▸ SOURCE TEXT
____________
If you’re a newly qualified coach, social media may seem the obvious choice for marketing your new business.
After all, it’s free, and it looks easy. You probably follow a few coaches yourself on Facebook or Instagram. But for the solopreneur coach, organic social media alone is not enough to grow a business.
Any successful business owner will tell you that posting social media content does not drive growth or sales.
Besides, coaches do not have the time to show up with engaging content day after day consistently. And even after building a large audience – which can take years for a coach working solo – the returns you get in exchange for the effort are extremely low. In the meantime, you need paying clients.
Are there smarter ways to market your coaching services online and for free?
Yes, and here are 3 of them:
1. Appear on podcasts
You can tap into large, ready-made audiences for free by appearing as a guest on other people’s podcasts.
There are already 2.4 million podcasts, and it is predicted that there will be over 400 million podcast listeners by the end of the year.
____________
▸ WHAT IS EXPECTED
Quote the coaching-marketing text above word for word, starting at "After all, it’s" and ending after "grow a business.".
____________
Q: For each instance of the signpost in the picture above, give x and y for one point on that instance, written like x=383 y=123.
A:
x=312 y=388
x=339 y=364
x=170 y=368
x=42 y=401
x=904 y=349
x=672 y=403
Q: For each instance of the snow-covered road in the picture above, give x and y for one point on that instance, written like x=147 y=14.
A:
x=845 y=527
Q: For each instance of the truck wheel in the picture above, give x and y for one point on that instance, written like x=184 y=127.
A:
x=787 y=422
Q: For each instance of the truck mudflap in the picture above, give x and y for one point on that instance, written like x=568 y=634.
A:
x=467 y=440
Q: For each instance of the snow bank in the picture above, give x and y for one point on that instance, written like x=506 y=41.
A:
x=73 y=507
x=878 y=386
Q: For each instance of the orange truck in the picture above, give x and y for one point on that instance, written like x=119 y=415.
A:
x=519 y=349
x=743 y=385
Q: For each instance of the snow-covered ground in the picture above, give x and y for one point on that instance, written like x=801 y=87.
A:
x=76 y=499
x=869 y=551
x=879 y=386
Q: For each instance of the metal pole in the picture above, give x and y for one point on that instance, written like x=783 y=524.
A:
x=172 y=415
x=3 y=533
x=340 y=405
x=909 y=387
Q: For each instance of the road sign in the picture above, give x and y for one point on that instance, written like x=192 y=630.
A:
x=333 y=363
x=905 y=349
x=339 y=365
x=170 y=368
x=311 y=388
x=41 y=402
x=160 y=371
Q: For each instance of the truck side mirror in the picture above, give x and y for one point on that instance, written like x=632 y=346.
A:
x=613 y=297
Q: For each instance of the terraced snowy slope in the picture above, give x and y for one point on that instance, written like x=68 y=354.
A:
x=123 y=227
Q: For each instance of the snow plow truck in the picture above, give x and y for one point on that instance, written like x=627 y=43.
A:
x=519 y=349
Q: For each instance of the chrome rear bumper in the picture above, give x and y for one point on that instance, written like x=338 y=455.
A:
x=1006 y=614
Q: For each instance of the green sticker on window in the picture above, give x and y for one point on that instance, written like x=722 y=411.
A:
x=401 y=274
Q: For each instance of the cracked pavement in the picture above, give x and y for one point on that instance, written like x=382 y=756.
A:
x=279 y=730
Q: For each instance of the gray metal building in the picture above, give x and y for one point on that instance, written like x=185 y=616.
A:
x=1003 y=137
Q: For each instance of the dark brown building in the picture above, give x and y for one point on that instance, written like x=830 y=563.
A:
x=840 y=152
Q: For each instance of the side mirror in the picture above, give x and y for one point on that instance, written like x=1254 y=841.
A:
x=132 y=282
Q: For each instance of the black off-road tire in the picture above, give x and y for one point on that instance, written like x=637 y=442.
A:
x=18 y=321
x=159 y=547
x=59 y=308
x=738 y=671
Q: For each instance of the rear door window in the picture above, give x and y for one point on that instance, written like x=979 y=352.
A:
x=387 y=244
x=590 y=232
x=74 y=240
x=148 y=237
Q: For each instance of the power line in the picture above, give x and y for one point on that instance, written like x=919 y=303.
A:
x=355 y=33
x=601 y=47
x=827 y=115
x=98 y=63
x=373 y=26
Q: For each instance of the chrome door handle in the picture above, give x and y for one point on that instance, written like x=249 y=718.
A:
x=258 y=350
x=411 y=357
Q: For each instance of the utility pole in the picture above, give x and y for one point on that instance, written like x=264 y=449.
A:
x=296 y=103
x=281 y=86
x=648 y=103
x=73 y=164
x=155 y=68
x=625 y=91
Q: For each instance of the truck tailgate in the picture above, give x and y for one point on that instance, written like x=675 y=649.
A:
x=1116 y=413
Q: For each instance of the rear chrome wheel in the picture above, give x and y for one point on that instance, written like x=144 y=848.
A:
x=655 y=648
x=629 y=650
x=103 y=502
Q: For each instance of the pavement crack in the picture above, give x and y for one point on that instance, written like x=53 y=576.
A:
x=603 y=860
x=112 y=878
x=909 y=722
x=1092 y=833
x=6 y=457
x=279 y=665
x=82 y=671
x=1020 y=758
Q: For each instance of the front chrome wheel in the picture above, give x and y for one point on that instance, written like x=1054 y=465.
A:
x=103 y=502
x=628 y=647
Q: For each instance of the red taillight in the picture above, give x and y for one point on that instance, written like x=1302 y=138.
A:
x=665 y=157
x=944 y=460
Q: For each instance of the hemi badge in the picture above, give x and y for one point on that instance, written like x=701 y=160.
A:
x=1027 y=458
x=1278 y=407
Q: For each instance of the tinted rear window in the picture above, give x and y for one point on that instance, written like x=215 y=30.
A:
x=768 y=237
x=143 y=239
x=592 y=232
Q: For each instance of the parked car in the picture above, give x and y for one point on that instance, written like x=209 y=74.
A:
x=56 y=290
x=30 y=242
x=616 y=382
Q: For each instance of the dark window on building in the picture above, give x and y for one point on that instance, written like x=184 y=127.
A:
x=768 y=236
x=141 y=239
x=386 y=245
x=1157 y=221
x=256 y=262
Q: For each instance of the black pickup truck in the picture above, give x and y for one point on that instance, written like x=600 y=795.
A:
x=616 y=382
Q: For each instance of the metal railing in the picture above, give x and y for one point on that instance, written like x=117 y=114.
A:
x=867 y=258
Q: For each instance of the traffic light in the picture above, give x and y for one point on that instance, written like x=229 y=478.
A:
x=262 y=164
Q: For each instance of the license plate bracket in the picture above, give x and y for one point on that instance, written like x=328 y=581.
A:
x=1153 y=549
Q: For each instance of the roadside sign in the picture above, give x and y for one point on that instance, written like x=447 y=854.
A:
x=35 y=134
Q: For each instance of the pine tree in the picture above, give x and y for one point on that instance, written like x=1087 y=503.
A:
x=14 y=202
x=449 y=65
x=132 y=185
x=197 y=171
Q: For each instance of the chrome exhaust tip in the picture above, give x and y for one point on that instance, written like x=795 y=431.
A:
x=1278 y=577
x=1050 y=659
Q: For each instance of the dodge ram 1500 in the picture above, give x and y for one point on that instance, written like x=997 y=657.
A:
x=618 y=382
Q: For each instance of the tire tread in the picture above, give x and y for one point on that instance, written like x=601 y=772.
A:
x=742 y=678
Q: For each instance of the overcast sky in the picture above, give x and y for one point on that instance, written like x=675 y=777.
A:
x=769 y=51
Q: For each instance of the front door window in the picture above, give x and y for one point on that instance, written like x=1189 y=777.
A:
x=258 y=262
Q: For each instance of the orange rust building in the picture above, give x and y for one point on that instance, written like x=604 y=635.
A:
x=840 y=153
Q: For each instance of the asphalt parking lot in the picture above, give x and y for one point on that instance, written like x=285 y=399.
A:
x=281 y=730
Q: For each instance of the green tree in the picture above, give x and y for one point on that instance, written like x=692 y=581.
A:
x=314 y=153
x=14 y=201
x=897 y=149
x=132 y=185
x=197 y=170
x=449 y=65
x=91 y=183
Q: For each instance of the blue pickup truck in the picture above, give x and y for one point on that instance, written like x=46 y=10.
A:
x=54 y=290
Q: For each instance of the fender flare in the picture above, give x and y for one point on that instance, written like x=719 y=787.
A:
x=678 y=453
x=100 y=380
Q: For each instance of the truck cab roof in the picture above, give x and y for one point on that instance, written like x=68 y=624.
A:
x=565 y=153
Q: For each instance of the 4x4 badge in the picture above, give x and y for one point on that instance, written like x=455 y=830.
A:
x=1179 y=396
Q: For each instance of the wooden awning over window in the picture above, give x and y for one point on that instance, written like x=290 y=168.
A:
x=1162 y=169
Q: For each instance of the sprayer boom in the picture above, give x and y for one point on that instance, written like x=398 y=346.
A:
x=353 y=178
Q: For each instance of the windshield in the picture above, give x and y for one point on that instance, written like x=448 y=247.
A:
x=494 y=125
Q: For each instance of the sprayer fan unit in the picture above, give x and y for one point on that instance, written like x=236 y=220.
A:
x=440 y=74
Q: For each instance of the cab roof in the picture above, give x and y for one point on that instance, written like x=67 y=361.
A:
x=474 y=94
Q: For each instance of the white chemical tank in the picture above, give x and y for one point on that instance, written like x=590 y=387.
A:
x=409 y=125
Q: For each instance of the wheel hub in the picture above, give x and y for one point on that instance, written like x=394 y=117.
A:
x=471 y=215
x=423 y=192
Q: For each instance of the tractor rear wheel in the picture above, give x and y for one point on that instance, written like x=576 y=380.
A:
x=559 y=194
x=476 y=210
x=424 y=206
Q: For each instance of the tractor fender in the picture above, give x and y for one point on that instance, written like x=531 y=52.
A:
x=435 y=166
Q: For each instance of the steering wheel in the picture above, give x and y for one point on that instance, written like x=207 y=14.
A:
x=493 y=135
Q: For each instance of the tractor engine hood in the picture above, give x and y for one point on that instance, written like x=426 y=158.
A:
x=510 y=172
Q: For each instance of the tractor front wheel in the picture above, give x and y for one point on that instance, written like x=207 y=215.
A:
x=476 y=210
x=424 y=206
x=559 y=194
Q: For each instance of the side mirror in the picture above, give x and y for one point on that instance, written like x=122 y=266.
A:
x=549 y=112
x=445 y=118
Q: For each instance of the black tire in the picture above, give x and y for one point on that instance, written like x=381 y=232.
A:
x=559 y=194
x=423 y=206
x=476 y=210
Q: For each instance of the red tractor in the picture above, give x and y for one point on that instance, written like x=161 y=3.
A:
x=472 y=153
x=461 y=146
____________
▸ OUTPUT FOR THIS EXERCISE
After all, it’s free, and it looks easy. You probably follow a few coaches yourself on Facebook or Instagram. But for the solopreneur coach, organic social media alone is not enough to grow a business.